● Exercice proposé 1
Repérez chaque ligne contenant le mot « sticker » et recopiez-la.

● Document
-------

Avant-propos de l’exposition
par le directeur de la Maison Européenne de la Photographie

15 septembre – 31 octobre
Maison Européenne de la Photographie
5-7, rue de Fourcy
75004 Paris

Devient-on photographe par vocation ou par nécessité ?
Dans le cas de Karl Lagerfeld, la réponse est simple : il l’est devenu par défi.
Tout commence il y a plus de vingt ans, lorsque, déçu par les photos de presse de sa dernière collection, Karl Lagerfeld décide, sous la bienveillante pression de son collaborateur et ami Eric Pfrunder, de passer de l’autre côté de l’objectif, de coller son oeil à la caméra et de fabriquer lui-même ses images.
« La photographie est une aventure, tout comme la vie est une aventure, écrit Harry Callahan.
Qui veut s’exprimer par la photographie doit absolument comprendre sa relation à la vie. »

-------

Entrées de pointage d'objets nommés
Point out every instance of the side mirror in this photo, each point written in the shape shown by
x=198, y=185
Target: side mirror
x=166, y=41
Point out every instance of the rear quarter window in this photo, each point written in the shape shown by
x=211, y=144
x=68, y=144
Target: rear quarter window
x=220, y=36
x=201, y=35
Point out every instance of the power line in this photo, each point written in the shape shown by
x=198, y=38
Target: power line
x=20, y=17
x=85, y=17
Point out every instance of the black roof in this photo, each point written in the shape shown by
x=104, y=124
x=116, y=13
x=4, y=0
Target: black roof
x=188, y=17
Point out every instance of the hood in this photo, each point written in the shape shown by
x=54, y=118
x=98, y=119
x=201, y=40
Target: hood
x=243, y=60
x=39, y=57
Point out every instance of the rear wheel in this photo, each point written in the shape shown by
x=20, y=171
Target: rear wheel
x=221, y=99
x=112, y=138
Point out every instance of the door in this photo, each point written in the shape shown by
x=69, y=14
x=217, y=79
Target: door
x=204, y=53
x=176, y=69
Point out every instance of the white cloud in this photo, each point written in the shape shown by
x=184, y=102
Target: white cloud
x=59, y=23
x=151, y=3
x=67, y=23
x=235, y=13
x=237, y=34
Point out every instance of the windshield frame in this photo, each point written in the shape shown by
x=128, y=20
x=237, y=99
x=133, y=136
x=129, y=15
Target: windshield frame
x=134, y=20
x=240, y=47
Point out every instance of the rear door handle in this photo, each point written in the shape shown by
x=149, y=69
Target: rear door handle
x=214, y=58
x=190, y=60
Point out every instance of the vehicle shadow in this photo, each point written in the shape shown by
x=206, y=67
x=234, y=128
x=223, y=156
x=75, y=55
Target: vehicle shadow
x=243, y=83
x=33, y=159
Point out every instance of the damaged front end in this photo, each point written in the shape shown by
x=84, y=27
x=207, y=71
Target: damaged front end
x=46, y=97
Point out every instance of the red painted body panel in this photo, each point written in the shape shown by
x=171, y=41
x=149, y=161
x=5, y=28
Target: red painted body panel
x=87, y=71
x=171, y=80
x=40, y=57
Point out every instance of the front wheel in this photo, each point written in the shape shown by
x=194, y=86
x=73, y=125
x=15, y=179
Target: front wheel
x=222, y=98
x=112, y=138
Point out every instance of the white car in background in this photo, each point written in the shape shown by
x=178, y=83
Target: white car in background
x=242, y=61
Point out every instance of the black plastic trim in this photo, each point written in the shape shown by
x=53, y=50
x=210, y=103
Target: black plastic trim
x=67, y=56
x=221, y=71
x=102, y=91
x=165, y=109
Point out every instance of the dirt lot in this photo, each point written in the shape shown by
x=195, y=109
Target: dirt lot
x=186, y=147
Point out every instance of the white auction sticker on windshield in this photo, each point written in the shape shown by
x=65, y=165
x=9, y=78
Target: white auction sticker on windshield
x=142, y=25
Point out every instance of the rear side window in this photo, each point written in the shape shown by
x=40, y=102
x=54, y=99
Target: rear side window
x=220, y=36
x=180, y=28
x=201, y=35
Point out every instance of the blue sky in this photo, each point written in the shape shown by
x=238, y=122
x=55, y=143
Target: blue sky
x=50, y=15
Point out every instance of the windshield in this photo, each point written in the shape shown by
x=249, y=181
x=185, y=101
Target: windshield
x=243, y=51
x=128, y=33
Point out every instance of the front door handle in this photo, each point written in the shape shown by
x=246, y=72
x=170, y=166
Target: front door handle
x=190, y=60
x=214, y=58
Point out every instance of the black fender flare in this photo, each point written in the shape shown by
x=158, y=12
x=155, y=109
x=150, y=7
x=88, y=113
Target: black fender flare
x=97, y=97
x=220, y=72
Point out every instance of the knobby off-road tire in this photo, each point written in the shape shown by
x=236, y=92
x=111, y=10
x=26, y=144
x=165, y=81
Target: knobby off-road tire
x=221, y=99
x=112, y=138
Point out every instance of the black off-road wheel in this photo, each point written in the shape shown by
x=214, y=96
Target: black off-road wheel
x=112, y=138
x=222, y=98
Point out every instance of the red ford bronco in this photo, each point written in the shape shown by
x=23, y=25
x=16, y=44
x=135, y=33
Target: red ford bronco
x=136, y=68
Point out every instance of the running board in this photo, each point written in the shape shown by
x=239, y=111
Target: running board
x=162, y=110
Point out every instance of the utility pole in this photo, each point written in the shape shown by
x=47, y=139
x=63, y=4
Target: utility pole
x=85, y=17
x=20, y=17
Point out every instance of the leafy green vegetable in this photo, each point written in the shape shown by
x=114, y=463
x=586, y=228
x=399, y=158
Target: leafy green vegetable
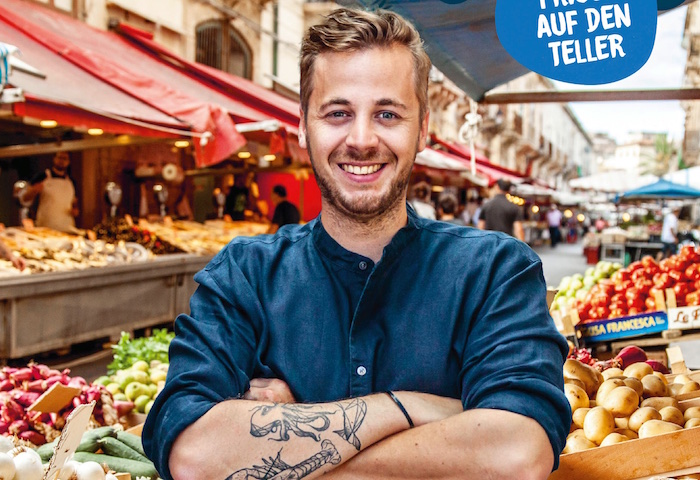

-------

● Exercice proposé 2
Selon l'avant-propos, qu'est-ce qui a poussé Karl Lagerfeld à se mettre à la photographie ? Répondez en une à trois phrases.

● Réponse complète 1
Point out every instance of the white auction sticker on windshield in this photo, each point written in the shape shown by
Target: white auction sticker on windshield

● Réponse complète 2
Karl Lagerfeld est devenu photographe par défi. Déçu par les photos de presse de sa dernière collection, il a décidé de passer de l'autre côté de l'objectif pour fabriquer lui-même ses images. Il l'a fait sous la bienveillante pression de son collaborateur et ami Eric Pfrunder.